Find "give the outline of every instance of the brown" in the records that follow; print that line and each subsequent line through the last one, verbatim and with nothing added.

-- begin LISTED ENTRIES --

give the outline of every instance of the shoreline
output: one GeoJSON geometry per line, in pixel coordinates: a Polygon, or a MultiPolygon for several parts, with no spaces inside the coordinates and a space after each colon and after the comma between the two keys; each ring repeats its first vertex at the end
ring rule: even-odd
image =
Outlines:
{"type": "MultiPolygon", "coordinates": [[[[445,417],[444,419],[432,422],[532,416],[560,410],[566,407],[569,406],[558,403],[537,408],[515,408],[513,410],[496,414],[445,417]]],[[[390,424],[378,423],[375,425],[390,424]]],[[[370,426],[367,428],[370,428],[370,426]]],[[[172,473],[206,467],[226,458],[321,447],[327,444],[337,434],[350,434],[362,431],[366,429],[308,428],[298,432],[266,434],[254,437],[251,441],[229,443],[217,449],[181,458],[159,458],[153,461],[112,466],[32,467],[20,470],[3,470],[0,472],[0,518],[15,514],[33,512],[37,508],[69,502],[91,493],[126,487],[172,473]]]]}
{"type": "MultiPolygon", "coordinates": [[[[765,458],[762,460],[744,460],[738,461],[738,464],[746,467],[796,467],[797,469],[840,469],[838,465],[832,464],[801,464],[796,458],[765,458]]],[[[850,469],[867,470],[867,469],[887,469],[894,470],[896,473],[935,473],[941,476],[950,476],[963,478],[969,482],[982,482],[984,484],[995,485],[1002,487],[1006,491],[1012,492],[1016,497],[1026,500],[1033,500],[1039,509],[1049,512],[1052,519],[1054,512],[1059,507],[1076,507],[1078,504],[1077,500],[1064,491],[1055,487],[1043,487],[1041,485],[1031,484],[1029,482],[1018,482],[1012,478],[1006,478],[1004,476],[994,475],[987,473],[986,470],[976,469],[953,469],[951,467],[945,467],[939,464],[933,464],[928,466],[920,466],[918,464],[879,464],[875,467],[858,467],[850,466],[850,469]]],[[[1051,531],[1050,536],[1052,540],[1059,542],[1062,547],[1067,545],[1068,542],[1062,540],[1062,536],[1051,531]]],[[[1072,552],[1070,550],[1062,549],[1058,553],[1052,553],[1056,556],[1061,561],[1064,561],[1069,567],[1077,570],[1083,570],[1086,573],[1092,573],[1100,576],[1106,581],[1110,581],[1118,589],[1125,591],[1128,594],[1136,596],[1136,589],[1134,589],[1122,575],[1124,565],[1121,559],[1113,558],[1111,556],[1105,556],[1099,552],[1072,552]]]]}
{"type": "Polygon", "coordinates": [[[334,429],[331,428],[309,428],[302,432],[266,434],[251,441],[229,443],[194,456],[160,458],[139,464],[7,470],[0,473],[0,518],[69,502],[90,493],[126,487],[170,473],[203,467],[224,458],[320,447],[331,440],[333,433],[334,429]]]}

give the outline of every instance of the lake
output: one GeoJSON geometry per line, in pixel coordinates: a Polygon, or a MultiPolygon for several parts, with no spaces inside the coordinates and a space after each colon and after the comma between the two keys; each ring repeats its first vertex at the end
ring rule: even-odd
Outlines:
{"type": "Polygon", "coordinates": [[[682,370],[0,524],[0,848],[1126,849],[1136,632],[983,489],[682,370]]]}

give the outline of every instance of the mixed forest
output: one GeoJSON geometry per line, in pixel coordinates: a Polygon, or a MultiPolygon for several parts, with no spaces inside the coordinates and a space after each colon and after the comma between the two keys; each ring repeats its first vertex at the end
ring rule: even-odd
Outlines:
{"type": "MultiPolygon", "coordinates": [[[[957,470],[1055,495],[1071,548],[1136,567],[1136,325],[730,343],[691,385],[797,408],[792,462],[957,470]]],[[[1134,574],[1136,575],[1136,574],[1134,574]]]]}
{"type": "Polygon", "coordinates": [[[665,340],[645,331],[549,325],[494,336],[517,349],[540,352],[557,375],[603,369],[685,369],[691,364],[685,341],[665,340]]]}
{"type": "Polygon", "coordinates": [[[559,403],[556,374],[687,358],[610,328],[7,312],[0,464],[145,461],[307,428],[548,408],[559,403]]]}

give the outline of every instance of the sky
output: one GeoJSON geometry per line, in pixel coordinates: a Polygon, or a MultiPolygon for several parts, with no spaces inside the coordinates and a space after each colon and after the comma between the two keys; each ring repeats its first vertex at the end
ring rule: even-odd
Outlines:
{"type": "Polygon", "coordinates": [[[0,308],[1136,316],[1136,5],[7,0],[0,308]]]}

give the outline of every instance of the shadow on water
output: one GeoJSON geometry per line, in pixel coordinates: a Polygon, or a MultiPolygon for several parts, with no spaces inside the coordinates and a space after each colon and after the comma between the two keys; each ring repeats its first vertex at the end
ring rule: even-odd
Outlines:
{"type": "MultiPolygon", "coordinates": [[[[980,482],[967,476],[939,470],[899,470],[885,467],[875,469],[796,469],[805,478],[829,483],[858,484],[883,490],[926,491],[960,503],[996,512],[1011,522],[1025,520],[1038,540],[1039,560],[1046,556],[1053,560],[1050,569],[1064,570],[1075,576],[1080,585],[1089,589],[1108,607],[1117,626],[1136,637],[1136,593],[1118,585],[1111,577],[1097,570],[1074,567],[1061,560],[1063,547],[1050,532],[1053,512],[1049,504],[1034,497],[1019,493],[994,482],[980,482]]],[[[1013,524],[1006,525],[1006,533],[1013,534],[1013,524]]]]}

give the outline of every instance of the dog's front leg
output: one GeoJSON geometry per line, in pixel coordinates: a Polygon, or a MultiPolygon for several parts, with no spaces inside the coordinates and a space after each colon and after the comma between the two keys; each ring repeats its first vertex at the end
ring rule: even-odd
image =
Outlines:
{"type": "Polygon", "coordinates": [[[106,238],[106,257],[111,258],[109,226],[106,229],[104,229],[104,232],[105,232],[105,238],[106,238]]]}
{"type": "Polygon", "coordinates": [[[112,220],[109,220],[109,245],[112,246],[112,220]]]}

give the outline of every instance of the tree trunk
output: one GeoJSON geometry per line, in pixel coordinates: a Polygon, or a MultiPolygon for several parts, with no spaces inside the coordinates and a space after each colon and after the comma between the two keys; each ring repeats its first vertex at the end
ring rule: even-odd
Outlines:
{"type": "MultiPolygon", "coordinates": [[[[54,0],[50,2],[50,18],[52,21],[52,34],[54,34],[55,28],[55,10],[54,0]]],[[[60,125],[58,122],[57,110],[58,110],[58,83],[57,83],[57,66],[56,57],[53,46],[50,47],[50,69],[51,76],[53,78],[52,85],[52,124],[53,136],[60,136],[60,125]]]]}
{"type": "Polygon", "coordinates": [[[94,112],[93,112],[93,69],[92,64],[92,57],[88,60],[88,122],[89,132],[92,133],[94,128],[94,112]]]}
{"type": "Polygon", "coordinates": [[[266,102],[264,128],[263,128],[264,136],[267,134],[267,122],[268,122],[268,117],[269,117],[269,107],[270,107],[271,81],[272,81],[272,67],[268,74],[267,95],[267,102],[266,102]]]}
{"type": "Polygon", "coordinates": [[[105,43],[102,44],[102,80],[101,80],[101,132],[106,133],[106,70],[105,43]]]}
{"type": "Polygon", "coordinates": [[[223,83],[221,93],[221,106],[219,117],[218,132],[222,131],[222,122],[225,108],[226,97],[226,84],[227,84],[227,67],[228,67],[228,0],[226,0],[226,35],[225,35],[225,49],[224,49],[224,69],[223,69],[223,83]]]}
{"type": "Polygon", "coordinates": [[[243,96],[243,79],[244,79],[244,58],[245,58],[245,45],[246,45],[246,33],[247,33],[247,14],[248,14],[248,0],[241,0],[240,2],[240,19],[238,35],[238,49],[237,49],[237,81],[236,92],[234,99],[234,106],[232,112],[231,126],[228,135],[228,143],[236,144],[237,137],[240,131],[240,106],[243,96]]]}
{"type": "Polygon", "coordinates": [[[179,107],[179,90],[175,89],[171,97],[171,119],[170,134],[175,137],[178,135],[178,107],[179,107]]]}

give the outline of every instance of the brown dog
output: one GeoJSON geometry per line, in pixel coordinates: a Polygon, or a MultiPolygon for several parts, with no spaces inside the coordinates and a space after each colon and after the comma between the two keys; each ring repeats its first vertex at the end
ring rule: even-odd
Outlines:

-- end LISTED ENTRIES --

▶ [TASK ANSWER]
give the outline of every instance of the brown dog
output: one GeoJSON geometry per line, in pixel coordinates: a Polygon, or a MultiPolygon for several parts, with no spaces inside the coordinates and a space after each colon and after the comma between the two keys; each ring repeats its first vertex at the end
ring rule: even-odd
Outlines:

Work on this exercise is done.